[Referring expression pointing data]
"""
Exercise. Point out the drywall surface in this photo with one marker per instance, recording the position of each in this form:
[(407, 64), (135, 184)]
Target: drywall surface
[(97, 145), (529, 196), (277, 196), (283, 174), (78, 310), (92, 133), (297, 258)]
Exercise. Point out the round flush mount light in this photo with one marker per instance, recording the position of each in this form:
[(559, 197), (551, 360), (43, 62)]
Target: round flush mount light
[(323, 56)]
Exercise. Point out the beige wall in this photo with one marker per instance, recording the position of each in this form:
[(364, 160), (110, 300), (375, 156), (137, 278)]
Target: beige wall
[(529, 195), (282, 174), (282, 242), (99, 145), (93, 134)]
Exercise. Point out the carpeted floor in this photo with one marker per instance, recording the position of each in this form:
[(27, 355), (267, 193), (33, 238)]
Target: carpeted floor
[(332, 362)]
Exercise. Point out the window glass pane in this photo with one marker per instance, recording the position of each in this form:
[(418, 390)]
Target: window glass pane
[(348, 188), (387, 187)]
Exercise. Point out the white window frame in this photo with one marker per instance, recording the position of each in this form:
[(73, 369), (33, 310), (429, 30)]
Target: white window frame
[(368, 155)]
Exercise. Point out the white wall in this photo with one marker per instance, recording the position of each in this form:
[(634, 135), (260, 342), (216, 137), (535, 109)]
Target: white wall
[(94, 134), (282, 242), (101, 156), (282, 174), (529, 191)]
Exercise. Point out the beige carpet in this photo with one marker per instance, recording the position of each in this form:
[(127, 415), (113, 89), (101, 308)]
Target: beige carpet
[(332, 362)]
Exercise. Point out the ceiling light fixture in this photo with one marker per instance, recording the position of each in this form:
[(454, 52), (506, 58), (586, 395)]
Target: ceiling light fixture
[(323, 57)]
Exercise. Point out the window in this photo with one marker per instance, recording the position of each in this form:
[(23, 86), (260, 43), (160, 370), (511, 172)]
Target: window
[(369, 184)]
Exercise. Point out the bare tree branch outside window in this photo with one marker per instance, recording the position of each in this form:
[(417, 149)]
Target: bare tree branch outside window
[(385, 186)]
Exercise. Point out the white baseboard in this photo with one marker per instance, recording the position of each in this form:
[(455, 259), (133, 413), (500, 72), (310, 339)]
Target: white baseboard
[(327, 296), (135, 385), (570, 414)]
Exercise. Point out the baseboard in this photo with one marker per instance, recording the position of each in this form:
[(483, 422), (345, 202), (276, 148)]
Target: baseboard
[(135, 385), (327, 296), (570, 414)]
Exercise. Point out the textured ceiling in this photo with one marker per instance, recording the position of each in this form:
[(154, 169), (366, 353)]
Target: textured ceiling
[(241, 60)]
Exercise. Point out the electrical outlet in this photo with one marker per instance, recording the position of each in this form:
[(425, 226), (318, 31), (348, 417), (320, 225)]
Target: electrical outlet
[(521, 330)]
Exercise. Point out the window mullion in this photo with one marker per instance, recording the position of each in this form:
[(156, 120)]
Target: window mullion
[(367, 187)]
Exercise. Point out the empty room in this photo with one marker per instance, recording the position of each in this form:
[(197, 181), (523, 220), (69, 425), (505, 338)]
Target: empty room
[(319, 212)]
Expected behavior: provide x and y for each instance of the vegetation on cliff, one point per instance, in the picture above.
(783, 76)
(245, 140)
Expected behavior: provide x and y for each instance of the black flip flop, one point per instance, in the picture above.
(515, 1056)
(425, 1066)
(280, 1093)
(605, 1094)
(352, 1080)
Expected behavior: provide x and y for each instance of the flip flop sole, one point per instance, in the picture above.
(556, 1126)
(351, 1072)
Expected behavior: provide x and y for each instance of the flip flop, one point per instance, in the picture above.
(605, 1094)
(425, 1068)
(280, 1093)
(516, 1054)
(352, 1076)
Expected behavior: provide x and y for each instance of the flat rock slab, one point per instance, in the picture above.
"""
YOUR INSTRUCTIONS:
All the entries must be retyped exactly.

REPLY TO THE TASK:
Exercise. Point out the drywall surface in this photo with one marker per instance, recording the position of each in this form:
[(407, 64), (135, 184)]
Target: drywall surface
[(97, 145), (529, 196), (277, 196), (283, 174), (78, 310), (92, 133), (297, 258)]
Exercise. Point out the round flush mount light in this photo with one marker per instance, recording the position of each in this form:
[(559, 197), (551, 360), (43, 62)]
Target: round flush mount light
[(323, 56)]
Exercise. Point out the beige wall in this photo with one marker per instance, recording the position of each in this form:
[(364, 160), (110, 300), (375, 156), (137, 278)]
Target: beige wall
[(529, 195), (282, 174), (282, 242), (99, 145), (93, 134)]
Exercise. Point out the carpeted floor in this photo with one marker per instance, recording the position of each in this form:
[(27, 355), (267, 193), (33, 238)]
Target: carpeted floor
[(332, 362)]
Exercise. Point out the window glass pane in this photo with one marker per instance, recording the position of each in this form:
[(418, 390)]
Target: window glass pane
[(348, 188), (387, 187)]
Exercise. Point out the white window frame in this photo with one marker per instance, recording the position of each in this form:
[(73, 369), (33, 310), (429, 30)]
Target: white window frame
[(368, 155)]
Exercise. Point out the white wall in this photo with one marker per instance, recording the position of each in this form:
[(634, 135), (260, 342), (216, 137), (535, 109)]
Target: white wall
[(94, 134), (282, 242), (101, 156), (282, 174), (529, 191)]
Exercise. Point out the beige carpet in this photo with one marker per instance, recording the position of each in this form:
[(127, 415), (113, 89), (101, 308)]
Target: beige carpet
[(332, 362)]
Exercise. Point out the ceiling light fixture in this photo with one marker per instance, recording the position of each in this form:
[(454, 52), (506, 58), (586, 395)]
Target: ceiling light fixture
[(323, 57)]
Exercise. Point out the window in this photo with one marker per instance, recording the position of each in this form:
[(23, 86), (260, 43), (160, 370), (511, 172)]
Target: window
[(369, 184)]
Exercise. Point out the bare tree branch outside window in this photo with one marker per instance, recording the position of each in this form:
[(417, 149)]
Target: bare tree branch outside window
[(385, 186)]
Exercise. Point out the white baseboard in this photo with one marker per instance, recording the position of each in this form:
[(455, 259), (133, 413), (500, 72), (310, 339)]
Target: white baseboard
[(327, 296), (135, 385), (570, 414)]
Exercise. Point out the baseboard in this photo with one marker per instance, recording the position of each in this form:
[(483, 422), (345, 202), (276, 148)]
Target: baseboard
[(135, 385), (327, 296), (570, 414)]
Exercise. Point out the textured ceiling in this photo with one marker per instance, recording the position of each in this form:
[(154, 169), (366, 353)]
Target: textured ceiling
[(241, 60)]
Exercise. Point out the electrical outlet in this photo with one marker per instance, recording the position of each in this form:
[(425, 226), (318, 31), (348, 417), (320, 225)]
Target: electrical outlet
[(521, 330)]
Exercise. Point out the window mullion in this photo with one marker per instance, recording the position of each in this form:
[(156, 120)]
Target: window mullion
[(367, 187)]
Exercise. Point out the empty room in this photo with one marker per instance, recording the position of each in this form:
[(197, 181), (523, 220), (69, 425), (505, 338)]
Target: empty room
[(319, 212)]
Expected behavior: provide x and y for each instance of the vegetation on cliff, one point per instance, in the picture above.
(783, 76)
(245, 140)
Expected behavior: provide x and y for each instance of the black flip flop, one point per instance, in the picture above.
(515, 1056)
(425, 1066)
(280, 1093)
(605, 1094)
(352, 1080)
Expected behavior: provide x and y for each instance of the flip flop sole, one point per instance, in the picture above.
(556, 1126)
(351, 1072)
Expected behavior: provide x and y for each instance of the flip flop, one point per instance, in the picture above.
(605, 1094)
(425, 1068)
(280, 1093)
(516, 1054)
(352, 1076)
Expected behavior: provide x and y for each instance of the flat rock slab, one point per instance, in the picture above.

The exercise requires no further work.